__EXERCISE DESCRIPTION__. Count the lines in the entries that contain the string "wall", treating uppercase and lowercase as different, and reply with that number alone.

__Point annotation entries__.
——
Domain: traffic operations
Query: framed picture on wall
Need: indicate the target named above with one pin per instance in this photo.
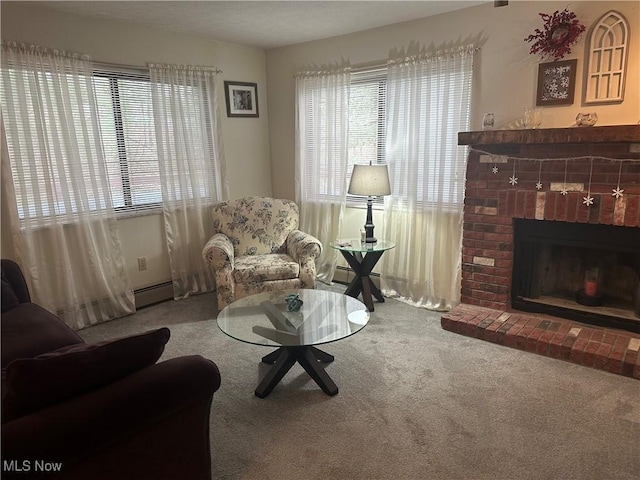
(242, 99)
(556, 83)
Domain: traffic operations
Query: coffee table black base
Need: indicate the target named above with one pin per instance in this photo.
(284, 358)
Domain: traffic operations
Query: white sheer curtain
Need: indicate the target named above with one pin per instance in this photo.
(55, 179)
(322, 130)
(429, 100)
(192, 176)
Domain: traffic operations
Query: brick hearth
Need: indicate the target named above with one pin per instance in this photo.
(492, 203)
(615, 351)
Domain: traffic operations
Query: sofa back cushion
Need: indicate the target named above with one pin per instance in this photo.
(28, 330)
(256, 225)
(34, 383)
(9, 298)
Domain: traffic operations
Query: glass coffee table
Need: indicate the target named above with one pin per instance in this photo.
(263, 319)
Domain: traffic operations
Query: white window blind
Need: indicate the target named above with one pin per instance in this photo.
(367, 113)
(126, 118)
(127, 138)
(430, 103)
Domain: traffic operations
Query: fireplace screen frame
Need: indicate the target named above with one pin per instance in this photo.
(530, 237)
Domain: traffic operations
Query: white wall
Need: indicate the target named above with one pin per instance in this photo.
(505, 80)
(246, 140)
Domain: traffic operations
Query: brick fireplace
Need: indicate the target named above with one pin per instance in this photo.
(544, 175)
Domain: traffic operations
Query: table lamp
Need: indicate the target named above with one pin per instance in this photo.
(370, 181)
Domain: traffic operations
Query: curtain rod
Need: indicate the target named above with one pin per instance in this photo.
(375, 64)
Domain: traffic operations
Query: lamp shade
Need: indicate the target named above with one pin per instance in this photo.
(370, 180)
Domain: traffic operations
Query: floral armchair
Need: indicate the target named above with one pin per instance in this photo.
(257, 247)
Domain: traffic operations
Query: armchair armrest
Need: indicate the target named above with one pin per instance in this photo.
(218, 252)
(73, 432)
(303, 246)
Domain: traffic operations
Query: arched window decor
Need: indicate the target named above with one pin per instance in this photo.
(607, 51)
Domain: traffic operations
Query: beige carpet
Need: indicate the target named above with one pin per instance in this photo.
(415, 402)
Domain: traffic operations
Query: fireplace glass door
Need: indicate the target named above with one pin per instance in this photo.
(585, 272)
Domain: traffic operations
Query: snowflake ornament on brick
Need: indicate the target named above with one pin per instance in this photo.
(617, 192)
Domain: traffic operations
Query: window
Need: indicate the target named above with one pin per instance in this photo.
(367, 112)
(127, 139)
(128, 134)
(437, 179)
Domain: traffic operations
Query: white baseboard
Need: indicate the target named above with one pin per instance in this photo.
(154, 294)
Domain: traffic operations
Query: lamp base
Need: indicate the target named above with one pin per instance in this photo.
(368, 226)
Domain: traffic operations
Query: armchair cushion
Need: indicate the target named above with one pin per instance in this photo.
(257, 247)
(34, 383)
(264, 268)
(256, 225)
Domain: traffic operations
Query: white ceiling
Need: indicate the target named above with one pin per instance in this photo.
(264, 24)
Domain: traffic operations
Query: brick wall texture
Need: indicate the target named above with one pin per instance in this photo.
(492, 202)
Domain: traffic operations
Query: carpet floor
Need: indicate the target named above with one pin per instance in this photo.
(415, 402)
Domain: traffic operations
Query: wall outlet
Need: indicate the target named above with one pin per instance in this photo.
(142, 263)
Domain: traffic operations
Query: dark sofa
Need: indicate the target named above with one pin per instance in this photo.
(72, 410)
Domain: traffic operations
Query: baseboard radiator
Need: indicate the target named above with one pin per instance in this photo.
(153, 294)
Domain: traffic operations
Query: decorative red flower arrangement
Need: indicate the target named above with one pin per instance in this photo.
(561, 31)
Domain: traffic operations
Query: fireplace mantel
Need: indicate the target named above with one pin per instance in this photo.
(571, 135)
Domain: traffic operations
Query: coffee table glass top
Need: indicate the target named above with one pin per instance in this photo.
(323, 318)
(355, 245)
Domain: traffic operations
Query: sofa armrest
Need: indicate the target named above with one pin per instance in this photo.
(303, 246)
(11, 273)
(75, 430)
(218, 252)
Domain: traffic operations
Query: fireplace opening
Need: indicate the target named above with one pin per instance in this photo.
(584, 272)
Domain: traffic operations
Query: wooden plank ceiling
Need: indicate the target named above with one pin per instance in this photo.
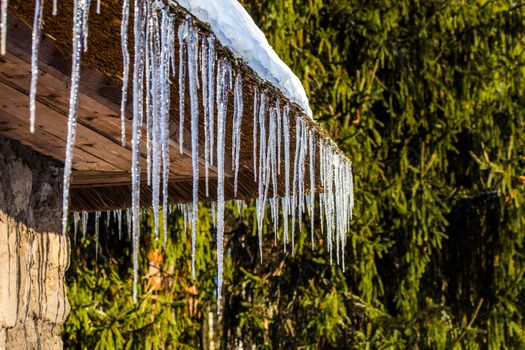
(101, 166)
——
__THE COMPLETED TASK__. 4